**What is expected:**
Nothing is to be altered; the data must be repeated exactly.

**Exercise material:**
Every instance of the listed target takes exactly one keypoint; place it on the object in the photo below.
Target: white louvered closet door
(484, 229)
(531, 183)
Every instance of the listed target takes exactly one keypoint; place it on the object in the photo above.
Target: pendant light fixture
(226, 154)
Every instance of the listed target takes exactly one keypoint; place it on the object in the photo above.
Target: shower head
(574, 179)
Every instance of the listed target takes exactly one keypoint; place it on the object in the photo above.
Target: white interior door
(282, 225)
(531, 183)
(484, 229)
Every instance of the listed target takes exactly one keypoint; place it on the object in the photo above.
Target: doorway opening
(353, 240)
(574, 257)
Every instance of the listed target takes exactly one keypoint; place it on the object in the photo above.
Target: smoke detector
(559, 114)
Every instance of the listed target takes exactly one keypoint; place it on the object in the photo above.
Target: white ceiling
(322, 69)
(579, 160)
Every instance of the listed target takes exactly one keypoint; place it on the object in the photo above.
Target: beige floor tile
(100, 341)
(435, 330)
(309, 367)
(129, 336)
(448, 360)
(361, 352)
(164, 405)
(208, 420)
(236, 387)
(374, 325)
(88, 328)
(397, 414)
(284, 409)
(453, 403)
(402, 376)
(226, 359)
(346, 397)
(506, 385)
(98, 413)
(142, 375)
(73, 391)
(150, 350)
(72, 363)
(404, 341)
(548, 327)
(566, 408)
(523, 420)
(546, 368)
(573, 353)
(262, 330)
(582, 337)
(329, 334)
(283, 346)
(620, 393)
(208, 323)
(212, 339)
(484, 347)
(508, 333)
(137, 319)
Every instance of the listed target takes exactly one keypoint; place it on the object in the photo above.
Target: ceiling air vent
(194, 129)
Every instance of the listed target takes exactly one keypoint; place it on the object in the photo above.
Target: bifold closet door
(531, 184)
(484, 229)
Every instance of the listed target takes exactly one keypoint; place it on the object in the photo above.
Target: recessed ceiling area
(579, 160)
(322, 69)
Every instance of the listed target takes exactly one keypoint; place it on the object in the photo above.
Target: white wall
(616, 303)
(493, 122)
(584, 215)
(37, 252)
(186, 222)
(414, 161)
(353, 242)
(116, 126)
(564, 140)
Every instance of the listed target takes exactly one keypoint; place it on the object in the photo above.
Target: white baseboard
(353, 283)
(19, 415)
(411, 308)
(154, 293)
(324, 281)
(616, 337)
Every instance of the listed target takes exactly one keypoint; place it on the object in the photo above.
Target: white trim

**Answer to this exercise:**
Every instance of the listed target takes exactly one keypoint; place it on the object in the photo below.
Target: white louvered closet door
(484, 229)
(531, 183)
Every instance of the listed target takes exactly one keypoint; place it on the object in the photo above.
Target: pendant light fixture
(226, 154)
Every instance of the listed target takes exactly one keypoint; place it on the object in the photo above.
Target: shower head
(574, 179)
Every instance of the listed target takes exactly one keypoint; place it on the object in the photo above.
Target: white interior door
(282, 225)
(531, 183)
(484, 229)
Every instance of the listed target takes exactly one keypoint; place it on the object in the photo above.
Target: doorway opening
(353, 240)
(574, 257)
Every instance of the listed target takes exactly one keypoint; place it on the object in the photo above.
Target: smoke detector
(559, 114)
Every instance of the listed target takes exactly one keypoint; place it on the object in the photo above.
Target: white ceiling
(322, 69)
(579, 160)
Every instance of the listed target takes exactly one keypoint; place it on the object in the photo above.
Target: beige floor tile
(100, 341)
(435, 330)
(309, 367)
(129, 336)
(448, 360)
(361, 352)
(164, 405)
(208, 420)
(236, 387)
(374, 325)
(88, 328)
(397, 414)
(284, 409)
(453, 403)
(402, 376)
(226, 359)
(346, 397)
(506, 385)
(98, 413)
(142, 375)
(73, 391)
(150, 350)
(72, 363)
(404, 341)
(548, 327)
(566, 408)
(523, 420)
(546, 368)
(573, 353)
(262, 330)
(582, 337)
(329, 334)
(283, 346)
(620, 393)
(208, 323)
(212, 339)
(484, 347)
(508, 333)
(137, 319)
Every instance of the listed target takes exactly one keypoint; place it on the object in the photo above.
Target: ceiling air vent
(194, 129)
Every instance of the listed target takes exactly one keypoint; place it on the object in the photo above.
Target: bifold closet door
(531, 184)
(484, 229)
Every instance of the listed target takes exactly one keypoint; place it on the object in the photo above.
Target: recessed ceiling area
(579, 160)
(322, 69)
Every instance of the listed target takes exactly one keypoint; place it on the object in the photo above.
Target: white wall
(616, 303)
(493, 122)
(584, 215)
(37, 252)
(186, 222)
(414, 161)
(353, 242)
(116, 126)
(564, 140)
Every instance of the listed target takes exactly one keypoint; place it on the object in the photo above.
Target: white baseboard
(353, 283)
(19, 415)
(411, 308)
(154, 293)
(324, 281)
(616, 337)
Every instance of the listed target takes exactly one keypoint; place it on the object in the photo above.
Target: white trim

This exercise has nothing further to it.